(Photo-based referring expression data)

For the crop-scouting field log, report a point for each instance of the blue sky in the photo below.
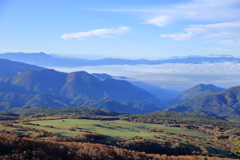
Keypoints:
(133, 29)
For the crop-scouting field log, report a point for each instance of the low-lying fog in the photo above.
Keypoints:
(172, 76)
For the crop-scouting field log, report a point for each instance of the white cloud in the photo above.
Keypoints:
(172, 75)
(99, 32)
(232, 42)
(179, 37)
(160, 20)
(218, 30)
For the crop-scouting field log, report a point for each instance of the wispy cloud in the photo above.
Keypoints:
(178, 37)
(160, 20)
(225, 14)
(106, 32)
(231, 42)
(218, 30)
(172, 75)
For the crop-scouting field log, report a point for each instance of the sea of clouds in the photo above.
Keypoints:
(177, 76)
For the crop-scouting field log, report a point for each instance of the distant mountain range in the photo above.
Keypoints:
(194, 92)
(23, 85)
(225, 104)
(47, 87)
(11, 68)
(160, 93)
(46, 60)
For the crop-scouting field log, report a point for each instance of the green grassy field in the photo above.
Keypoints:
(114, 130)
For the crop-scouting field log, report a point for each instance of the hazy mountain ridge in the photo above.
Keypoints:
(47, 87)
(225, 104)
(195, 92)
(11, 68)
(158, 92)
(46, 60)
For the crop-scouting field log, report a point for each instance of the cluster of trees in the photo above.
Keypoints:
(12, 147)
(165, 117)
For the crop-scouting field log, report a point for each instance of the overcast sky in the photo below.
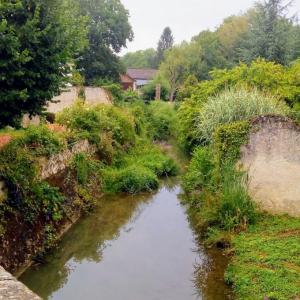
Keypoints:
(185, 17)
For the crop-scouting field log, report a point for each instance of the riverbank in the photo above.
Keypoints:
(51, 175)
(132, 247)
(264, 248)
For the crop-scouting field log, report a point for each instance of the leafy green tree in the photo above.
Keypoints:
(230, 34)
(140, 59)
(109, 31)
(270, 34)
(174, 68)
(165, 42)
(38, 40)
(211, 54)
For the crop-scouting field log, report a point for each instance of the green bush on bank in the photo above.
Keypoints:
(139, 170)
(235, 105)
(219, 191)
(110, 128)
(132, 179)
(162, 120)
(26, 193)
(266, 261)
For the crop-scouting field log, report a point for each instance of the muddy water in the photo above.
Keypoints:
(131, 248)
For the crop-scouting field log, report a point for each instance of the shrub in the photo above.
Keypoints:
(110, 128)
(132, 179)
(200, 171)
(149, 91)
(186, 125)
(228, 140)
(162, 120)
(152, 158)
(26, 193)
(41, 141)
(235, 105)
(86, 168)
(236, 209)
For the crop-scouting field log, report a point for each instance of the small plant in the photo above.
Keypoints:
(162, 120)
(132, 179)
(236, 209)
(200, 171)
(41, 141)
(50, 199)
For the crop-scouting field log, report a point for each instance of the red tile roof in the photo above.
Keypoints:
(146, 74)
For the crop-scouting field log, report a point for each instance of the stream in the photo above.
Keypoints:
(132, 248)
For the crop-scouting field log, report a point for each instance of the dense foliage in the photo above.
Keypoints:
(38, 40)
(263, 32)
(140, 59)
(108, 31)
(234, 105)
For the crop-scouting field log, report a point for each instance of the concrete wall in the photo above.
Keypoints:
(59, 162)
(11, 288)
(93, 95)
(272, 158)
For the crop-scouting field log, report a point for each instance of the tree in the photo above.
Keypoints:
(230, 33)
(174, 68)
(109, 31)
(270, 34)
(38, 40)
(211, 55)
(165, 42)
(140, 59)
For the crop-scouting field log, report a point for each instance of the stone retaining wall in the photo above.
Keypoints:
(272, 159)
(12, 289)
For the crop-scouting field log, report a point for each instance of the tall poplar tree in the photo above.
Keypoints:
(165, 42)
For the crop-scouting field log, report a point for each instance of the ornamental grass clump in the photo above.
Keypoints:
(235, 105)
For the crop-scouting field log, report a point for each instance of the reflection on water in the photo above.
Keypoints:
(130, 248)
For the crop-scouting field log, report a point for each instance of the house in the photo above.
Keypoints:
(137, 78)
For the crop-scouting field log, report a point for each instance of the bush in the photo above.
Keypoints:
(41, 141)
(200, 171)
(138, 170)
(152, 158)
(236, 209)
(235, 105)
(110, 128)
(162, 120)
(228, 140)
(26, 193)
(149, 91)
(186, 125)
(132, 179)
(263, 75)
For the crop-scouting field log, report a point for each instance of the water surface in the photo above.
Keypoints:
(131, 248)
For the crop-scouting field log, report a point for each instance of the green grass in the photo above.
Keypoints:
(267, 260)
(138, 171)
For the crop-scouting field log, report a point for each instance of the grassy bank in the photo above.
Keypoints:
(264, 249)
(122, 157)
(266, 260)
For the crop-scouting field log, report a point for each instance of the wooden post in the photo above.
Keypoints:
(158, 92)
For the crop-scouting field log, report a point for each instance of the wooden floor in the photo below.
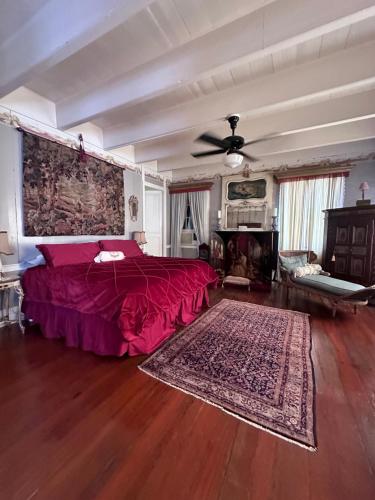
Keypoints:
(77, 426)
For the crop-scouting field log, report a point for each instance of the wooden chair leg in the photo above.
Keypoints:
(334, 310)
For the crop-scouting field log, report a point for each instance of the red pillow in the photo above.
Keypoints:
(129, 247)
(69, 253)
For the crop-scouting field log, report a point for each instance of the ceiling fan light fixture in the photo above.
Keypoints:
(233, 160)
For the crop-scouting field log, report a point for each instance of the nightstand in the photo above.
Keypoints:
(6, 285)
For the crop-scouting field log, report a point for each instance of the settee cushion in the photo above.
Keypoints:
(292, 262)
(328, 284)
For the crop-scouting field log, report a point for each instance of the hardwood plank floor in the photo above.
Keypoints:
(78, 426)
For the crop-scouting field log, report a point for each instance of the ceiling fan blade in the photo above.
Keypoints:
(260, 139)
(245, 155)
(212, 139)
(208, 153)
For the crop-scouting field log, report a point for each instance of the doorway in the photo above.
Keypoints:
(153, 220)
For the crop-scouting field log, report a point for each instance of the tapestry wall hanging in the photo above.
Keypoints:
(65, 196)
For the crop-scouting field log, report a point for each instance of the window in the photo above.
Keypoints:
(188, 224)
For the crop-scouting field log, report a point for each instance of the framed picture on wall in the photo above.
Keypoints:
(247, 189)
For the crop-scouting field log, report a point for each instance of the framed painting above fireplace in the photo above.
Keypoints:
(247, 201)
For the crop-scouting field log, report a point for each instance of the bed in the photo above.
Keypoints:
(113, 308)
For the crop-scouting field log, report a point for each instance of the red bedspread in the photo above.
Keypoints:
(134, 303)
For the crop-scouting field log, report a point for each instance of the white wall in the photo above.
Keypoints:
(11, 212)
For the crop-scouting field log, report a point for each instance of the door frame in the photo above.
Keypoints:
(163, 190)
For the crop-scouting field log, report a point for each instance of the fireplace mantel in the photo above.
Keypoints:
(250, 254)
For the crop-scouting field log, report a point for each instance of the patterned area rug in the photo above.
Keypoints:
(251, 361)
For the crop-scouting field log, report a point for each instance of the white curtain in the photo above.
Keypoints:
(178, 213)
(301, 211)
(199, 209)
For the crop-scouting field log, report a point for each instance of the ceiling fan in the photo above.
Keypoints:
(231, 145)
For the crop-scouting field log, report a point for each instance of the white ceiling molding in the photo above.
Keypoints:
(335, 134)
(322, 114)
(318, 78)
(355, 151)
(55, 32)
(277, 26)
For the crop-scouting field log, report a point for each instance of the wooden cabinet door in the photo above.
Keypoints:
(362, 235)
(342, 250)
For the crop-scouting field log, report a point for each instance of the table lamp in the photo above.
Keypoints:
(363, 187)
(140, 238)
(5, 249)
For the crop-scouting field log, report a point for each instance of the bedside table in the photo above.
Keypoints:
(6, 285)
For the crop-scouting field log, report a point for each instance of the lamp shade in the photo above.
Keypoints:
(364, 186)
(140, 237)
(4, 243)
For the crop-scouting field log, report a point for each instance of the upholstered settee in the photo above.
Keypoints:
(334, 290)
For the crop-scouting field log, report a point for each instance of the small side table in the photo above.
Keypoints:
(6, 285)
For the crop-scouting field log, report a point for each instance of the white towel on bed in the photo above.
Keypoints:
(109, 256)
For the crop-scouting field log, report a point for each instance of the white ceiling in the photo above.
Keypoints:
(158, 73)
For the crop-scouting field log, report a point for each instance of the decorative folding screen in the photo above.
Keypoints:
(65, 196)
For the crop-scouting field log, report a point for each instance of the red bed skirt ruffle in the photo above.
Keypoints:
(90, 332)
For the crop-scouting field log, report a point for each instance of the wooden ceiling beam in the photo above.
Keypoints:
(278, 25)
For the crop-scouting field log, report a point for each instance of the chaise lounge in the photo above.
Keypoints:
(338, 292)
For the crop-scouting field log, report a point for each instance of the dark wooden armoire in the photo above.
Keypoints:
(349, 249)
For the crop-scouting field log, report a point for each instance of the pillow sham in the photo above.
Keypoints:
(68, 253)
(129, 248)
(290, 263)
(39, 260)
(309, 269)
(104, 256)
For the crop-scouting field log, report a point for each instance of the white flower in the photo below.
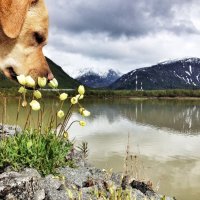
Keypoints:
(60, 114)
(74, 100)
(79, 97)
(42, 81)
(35, 105)
(86, 113)
(81, 110)
(53, 83)
(63, 96)
(81, 90)
(21, 79)
(82, 123)
(37, 94)
(22, 90)
(30, 82)
(24, 103)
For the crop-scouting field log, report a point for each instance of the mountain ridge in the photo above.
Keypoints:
(98, 80)
(175, 74)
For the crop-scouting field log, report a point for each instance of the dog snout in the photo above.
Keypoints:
(50, 76)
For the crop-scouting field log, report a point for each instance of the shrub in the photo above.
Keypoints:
(44, 152)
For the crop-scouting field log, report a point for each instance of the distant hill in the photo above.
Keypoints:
(64, 80)
(177, 74)
(97, 80)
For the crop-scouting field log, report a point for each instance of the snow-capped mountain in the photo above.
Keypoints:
(184, 74)
(97, 79)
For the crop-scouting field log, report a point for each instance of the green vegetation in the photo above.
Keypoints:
(42, 151)
(42, 148)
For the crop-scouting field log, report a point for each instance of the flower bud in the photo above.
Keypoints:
(37, 94)
(53, 83)
(42, 81)
(24, 103)
(66, 135)
(81, 90)
(22, 90)
(81, 110)
(35, 105)
(63, 96)
(60, 114)
(86, 113)
(74, 100)
(82, 123)
(21, 79)
(79, 97)
(30, 82)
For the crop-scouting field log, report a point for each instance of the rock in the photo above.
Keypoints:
(14, 185)
(9, 130)
(39, 195)
(75, 176)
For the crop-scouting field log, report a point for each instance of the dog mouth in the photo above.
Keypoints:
(11, 73)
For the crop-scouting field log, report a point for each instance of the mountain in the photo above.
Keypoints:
(176, 74)
(98, 80)
(64, 80)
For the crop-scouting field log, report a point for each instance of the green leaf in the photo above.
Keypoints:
(29, 144)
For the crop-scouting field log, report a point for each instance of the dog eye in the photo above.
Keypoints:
(38, 37)
(34, 2)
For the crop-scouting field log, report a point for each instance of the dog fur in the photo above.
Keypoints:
(23, 34)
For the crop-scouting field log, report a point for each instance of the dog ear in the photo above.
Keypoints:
(12, 16)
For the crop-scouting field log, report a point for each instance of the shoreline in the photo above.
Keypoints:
(83, 182)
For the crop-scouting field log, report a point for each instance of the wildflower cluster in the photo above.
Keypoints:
(29, 82)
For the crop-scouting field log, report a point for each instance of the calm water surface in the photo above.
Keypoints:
(164, 137)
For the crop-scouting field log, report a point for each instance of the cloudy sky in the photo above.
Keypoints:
(121, 34)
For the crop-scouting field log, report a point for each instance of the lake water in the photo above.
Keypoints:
(164, 140)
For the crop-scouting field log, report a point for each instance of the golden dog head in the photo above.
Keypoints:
(24, 32)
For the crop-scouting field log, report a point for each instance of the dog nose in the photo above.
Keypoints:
(50, 76)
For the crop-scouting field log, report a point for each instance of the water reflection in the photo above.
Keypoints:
(164, 134)
(176, 115)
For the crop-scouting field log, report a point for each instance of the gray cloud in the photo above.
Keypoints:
(121, 34)
(117, 18)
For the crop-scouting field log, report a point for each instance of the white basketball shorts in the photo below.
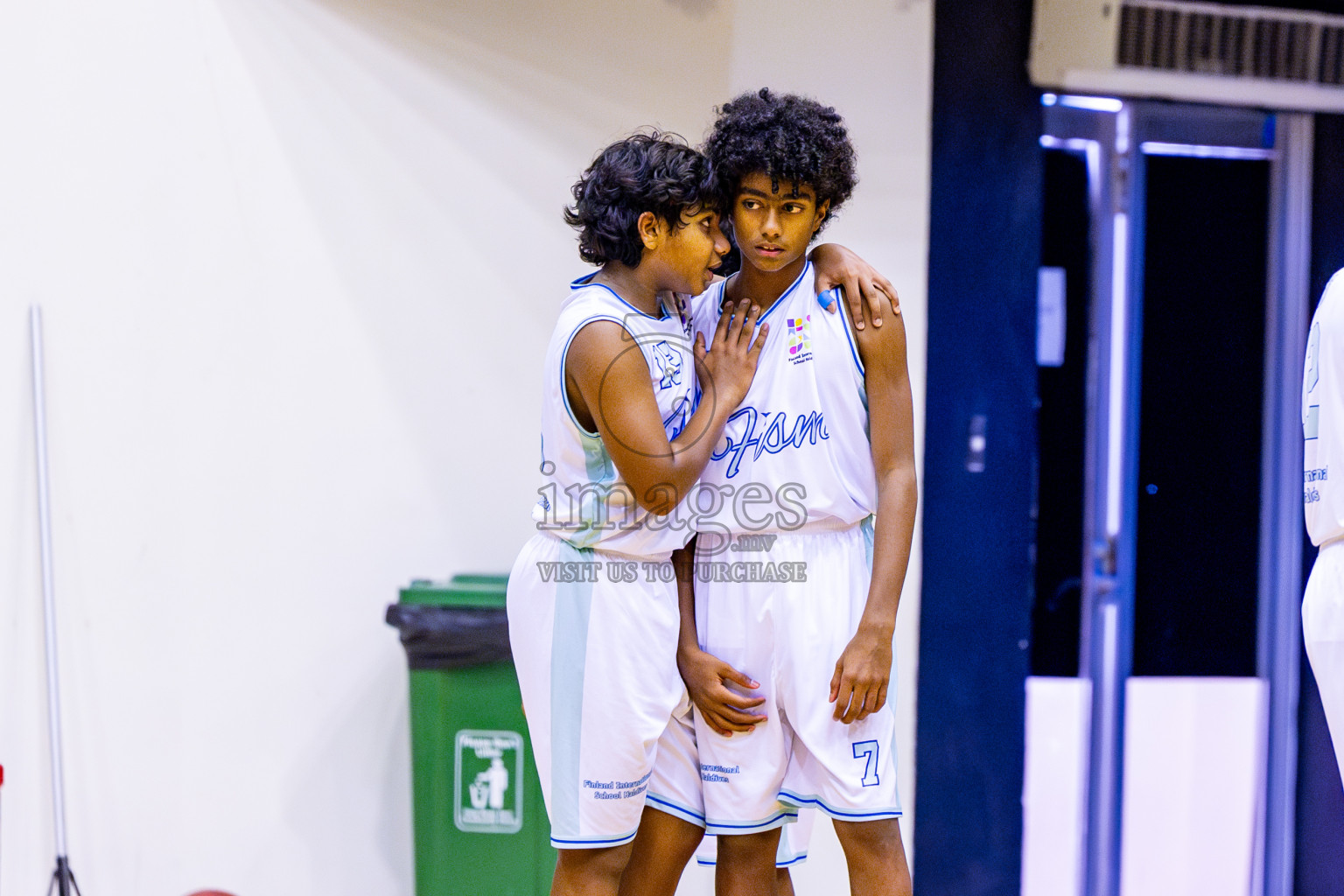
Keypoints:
(1323, 630)
(596, 659)
(788, 635)
(675, 788)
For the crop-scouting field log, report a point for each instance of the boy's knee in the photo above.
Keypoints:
(879, 837)
(596, 864)
(744, 848)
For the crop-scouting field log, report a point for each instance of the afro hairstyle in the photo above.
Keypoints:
(788, 137)
(654, 172)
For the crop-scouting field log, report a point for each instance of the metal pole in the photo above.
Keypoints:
(39, 424)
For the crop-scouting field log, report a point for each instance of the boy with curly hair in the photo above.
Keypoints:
(621, 442)
(593, 624)
(815, 472)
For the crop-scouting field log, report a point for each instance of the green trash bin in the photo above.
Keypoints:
(480, 822)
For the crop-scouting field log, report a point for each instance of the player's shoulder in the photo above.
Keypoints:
(704, 308)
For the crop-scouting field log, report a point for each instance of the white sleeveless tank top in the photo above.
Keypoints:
(582, 496)
(1323, 418)
(796, 453)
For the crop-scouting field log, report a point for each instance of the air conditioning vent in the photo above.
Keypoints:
(1194, 52)
(1233, 42)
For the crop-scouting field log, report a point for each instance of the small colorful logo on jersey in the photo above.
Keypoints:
(800, 338)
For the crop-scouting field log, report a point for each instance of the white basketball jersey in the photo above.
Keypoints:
(796, 452)
(1323, 416)
(582, 496)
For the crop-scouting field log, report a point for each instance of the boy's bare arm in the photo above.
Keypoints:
(863, 670)
(606, 373)
(704, 675)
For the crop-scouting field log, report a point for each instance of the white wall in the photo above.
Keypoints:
(298, 258)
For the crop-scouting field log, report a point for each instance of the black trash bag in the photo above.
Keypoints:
(440, 637)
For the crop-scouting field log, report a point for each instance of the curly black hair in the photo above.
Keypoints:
(654, 172)
(788, 137)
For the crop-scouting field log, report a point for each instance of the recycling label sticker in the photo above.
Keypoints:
(488, 774)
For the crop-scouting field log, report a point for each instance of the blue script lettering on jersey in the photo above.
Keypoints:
(676, 421)
(668, 364)
(807, 427)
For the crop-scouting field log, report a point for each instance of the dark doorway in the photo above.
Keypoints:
(1200, 416)
(1060, 419)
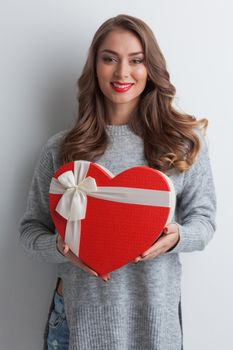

PROBLEM DETAILS ▸ Return every line of the data above in which "fireplace" appears.

COMPLETED EXERCISE ▸
For the crop-scouting field log, report a point for each instance of the framed painting above fireplace in the photo above.
For the crop-scouting field log, report a point for each instance of the fireplace mantel in the photo above.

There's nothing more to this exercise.